§ **Work required**
Can you rewrite all the records below, swapping each "point_to(query)" for "locate(query)" and keeping everything else the same?

§ **Record extracts**

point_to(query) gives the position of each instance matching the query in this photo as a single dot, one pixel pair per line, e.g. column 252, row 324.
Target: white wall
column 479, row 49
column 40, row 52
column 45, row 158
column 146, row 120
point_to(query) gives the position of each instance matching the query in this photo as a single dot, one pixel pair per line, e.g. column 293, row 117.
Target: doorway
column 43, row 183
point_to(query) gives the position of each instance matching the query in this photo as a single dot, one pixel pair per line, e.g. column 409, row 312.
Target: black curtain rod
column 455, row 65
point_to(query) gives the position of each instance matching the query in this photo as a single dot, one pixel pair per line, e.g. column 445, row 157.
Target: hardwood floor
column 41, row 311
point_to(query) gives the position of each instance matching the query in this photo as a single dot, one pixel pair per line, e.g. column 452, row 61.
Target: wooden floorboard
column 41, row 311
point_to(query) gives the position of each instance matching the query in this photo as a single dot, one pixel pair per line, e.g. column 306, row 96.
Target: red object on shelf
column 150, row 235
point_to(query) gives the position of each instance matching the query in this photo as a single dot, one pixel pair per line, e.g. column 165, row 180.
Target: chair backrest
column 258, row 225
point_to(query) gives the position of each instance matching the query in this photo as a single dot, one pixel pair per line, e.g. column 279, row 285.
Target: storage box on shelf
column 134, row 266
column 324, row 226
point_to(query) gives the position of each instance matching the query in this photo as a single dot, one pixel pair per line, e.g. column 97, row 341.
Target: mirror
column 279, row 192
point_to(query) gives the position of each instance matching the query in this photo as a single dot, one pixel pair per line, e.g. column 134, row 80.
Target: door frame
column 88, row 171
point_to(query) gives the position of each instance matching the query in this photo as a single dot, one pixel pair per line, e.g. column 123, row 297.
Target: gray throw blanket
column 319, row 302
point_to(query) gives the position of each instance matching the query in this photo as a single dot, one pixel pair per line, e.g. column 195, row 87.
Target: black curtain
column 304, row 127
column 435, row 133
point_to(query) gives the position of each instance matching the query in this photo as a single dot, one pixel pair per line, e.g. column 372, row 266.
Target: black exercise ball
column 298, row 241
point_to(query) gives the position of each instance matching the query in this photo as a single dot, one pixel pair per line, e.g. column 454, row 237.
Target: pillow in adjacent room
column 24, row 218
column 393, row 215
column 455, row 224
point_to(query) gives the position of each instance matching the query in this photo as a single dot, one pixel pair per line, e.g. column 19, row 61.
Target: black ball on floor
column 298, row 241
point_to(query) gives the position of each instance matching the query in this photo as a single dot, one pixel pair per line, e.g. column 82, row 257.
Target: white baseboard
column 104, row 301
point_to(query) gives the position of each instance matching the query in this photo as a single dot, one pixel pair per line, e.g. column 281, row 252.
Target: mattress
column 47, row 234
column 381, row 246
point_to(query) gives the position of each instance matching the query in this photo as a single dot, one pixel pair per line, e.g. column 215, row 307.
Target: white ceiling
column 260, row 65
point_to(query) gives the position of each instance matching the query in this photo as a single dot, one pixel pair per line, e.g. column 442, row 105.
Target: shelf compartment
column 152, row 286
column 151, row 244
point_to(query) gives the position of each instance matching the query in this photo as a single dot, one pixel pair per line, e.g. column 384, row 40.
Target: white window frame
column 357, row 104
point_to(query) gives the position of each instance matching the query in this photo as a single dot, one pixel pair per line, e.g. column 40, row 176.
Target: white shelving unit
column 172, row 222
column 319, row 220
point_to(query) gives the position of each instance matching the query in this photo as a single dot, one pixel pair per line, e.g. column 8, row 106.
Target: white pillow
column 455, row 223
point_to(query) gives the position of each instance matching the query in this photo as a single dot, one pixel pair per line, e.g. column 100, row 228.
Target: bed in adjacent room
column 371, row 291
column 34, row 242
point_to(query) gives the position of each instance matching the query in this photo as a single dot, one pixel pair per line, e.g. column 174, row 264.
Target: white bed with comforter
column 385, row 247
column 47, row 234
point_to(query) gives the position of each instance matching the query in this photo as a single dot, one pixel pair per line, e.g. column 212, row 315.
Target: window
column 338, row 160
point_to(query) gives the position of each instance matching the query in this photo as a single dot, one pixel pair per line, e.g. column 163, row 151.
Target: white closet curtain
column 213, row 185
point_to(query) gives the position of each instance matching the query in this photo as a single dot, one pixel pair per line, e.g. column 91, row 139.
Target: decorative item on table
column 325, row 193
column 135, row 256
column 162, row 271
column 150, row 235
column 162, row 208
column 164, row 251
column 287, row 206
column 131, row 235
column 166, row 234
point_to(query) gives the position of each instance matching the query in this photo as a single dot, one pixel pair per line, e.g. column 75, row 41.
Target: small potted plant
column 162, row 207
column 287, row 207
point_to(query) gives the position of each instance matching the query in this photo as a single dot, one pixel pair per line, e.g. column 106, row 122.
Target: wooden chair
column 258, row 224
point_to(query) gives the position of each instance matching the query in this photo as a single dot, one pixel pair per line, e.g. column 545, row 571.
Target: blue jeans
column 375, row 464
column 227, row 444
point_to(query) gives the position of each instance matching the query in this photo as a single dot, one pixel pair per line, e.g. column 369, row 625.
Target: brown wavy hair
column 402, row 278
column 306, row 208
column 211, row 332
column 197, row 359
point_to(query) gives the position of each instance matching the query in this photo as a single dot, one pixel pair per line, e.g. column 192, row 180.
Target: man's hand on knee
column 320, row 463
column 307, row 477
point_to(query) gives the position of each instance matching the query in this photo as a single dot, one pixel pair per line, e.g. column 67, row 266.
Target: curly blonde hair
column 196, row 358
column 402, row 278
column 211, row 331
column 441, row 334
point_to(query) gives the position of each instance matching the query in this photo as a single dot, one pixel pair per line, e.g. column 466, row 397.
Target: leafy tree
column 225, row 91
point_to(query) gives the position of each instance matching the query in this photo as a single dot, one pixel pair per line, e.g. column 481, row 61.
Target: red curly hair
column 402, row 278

§ **Worked answer**
locate(query) gives the position of each instance matching the query in this photo as a single dot, one pixel pair per line, e.g. column 252, row 324.
Target: white wall
column 479, row 49
column 40, row 52
column 45, row 158
column 146, row 120
locate(query) gives the position of each instance matching the query in this photo as a single dot, one pixel pair per line, e.g. column 293, row 117.
Target: doorway
column 43, row 183
locate(query) gives the position of each instance matching the query in this photo as a single dot, one pixel pair per line, e.g. column 409, row 312.
Target: black curtain rod
column 455, row 65
locate(query) gives the position of each instance matching the query in this photo as a single dot, one pixel pair per line, e.g. column 445, row 157.
Target: hardwood floor
column 41, row 311
locate(query) gives the position of each instance matching the query in this photo as a single dot, one pixel pair per line, e.g. column 452, row 61.
Target: wooden floorboard
column 41, row 311
locate(query) gives the position of each instance matching the query in this photo as a single dot, one pixel pair per line, e.g. column 306, row 96.
Target: red object on shelf
column 150, row 235
locate(query) gives the position of each instance matching the query in this photo as a single dot, one pixel pair per line, e.g. column 165, row 180.
Target: chair backrest
column 258, row 225
locate(query) gives the position of each instance matching the query in this photo as a single dot, one pixel pair per line, e.g. column 279, row 285.
Target: storage box on shelf
column 134, row 266
column 324, row 226
locate(query) gives the position of each instance matching the query in this photo as a single dot, one pixel pair per line, e.g. column 97, row 341.
Target: mirror
column 279, row 192
locate(query) gives the position of each instance matching the query in this photo as a single dot, one pixel pair per line, e.g. column 134, row 80.
Target: door frame
column 88, row 171
locate(query) gives the position of each instance matching the query in this photo as a single dot, one pixel pair per line, e.g. column 123, row 297.
Target: gray throw blanket
column 319, row 302
locate(query) gives the position of each instance matching the query in this photo as a single dot, one pixel pair per line, e.g. column 195, row 87.
Target: black curtain
column 304, row 127
column 435, row 133
locate(query) gives the position of each instance matching the query in this photo as a single dot, one pixel pair per line, e.g. column 372, row 266.
Target: black exercise ball
column 298, row 241
locate(query) gives the position of each instance matching the query in this photo as a single dot, one pixel pair per line, e.g. column 454, row 237.
Target: pillow in adjacent room
column 24, row 218
column 393, row 215
column 455, row 224
locate(query) gives the position of each instance matching the query in this photo as a single dot, one pixel pair per line, e.g. column 19, row 61.
Target: black ball on floor
column 298, row 241
locate(query) gives the position of each instance matching the query in this photo as a single dot, one pixel pair per line, e.g. column 82, row 257.
Target: white baseboard
column 104, row 301
locate(query) gives the position of each instance matching the query in this photo as a single dot, one pixel pair per line, e.g. column 281, row 252.
Target: mattress
column 47, row 234
column 381, row 246
locate(query) gives the position of each instance matching the query in this photo as a single dot, one pixel pair per line, e.g. column 215, row 307.
Target: white ceiling
column 260, row 65
locate(query) gives the position of each instance matching the query in this photo as a single dot, one pixel pair per line, e.g. column 442, row 105.
Target: shelf compartment
column 152, row 286
column 151, row 244
locate(query) gives the position of each instance matching the query in this photo as a single dot, one pixel pair per line, e.g. column 384, row 40.
Target: white window frame
column 357, row 104
locate(query) gives the position of each instance matching the query in this photo as a single dot, one pixel pair per line, e.g. column 40, row 176.
Target: white shelving unit
column 172, row 222
column 319, row 220
locate(query) gives the position of each instance matching the query in this photo as a single dot, one pixel pair per line, e.g. column 8, row 106.
Target: white pillow
column 455, row 223
locate(query) gives the position of each instance matching the query in this photo as a single dot, one pixel pair per line, e.g. column 100, row 228.
Target: bed in adjacent room
column 371, row 291
column 34, row 242
locate(query) gives the position of each instance matching the query in this photo as a single dot, one pixel pair per line, e.g. column 174, row 264.
Target: white bed with comforter
column 385, row 247
column 47, row 234
locate(query) gives the position of each instance matching the query in this photo as a single dot, one pixel pair per line, e.g. column 212, row 315.
Target: window
column 338, row 160
locate(query) gives the position of each instance matching the query in this photo as a single dot, one pixel pair per line, e.g. column 163, row 151.
Target: white closet curtain
column 213, row 185
locate(query) gives the position of each instance matching the query in this photo as a single dot, one pixel pair per line, e.g. column 91, row 139.
Target: decorative item on table
column 325, row 193
column 135, row 256
column 162, row 271
column 150, row 235
column 162, row 208
column 164, row 251
column 287, row 206
column 131, row 235
column 166, row 234
locate(query) gives the position of each instance matching the query in this photo as a single dot, one pixel pair per line, e.g. column 75, row 41.
Target: small potted plant
column 162, row 207
column 287, row 207
locate(query) gives the position of each instance matching the query in this photo as a single dot, one pixel pair per line, e.g. column 106, row 122.
Target: wooden chair
column 258, row 224
locate(query) gives the position of each instance matching the query in this photo as a single dot, one pixel pair per line, e.g. column 545, row 571.
Target: blue jeans
column 375, row 464
column 227, row 444
locate(query) gives the position of each instance matching the query in this photo as a single dot, one pixel pair per line, e.g. column 369, row 625.
Target: brown wavy hair
column 402, row 278
column 306, row 208
column 211, row 332
column 197, row 359
locate(query) gives the position of each instance matching the query in this photo as a single dot, one pixel pair per line, e.g. column 192, row 180.
Target: man's hand on knee
column 320, row 463
column 307, row 477
locate(query) gives the position of each instance matching the query in this photo as a single dot, one pixel pair per line, e.g. column 67, row 266.
Target: curly blonde hair
column 196, row 358
column 402, row 278
column 211, row 331
column 441, row 334
locate(query) gives the position of each instance matching the query in this photo as a single dot, one pixel pair per line, e.g. column 466, row 397.
Target: leafy tree
column 225, row 91
locate(query) gives the position of each instance matching the query in this photo as a single dot, one pixel pair per line, e.g. column 481, row 61.
Target: red curly hair
column 402, row 278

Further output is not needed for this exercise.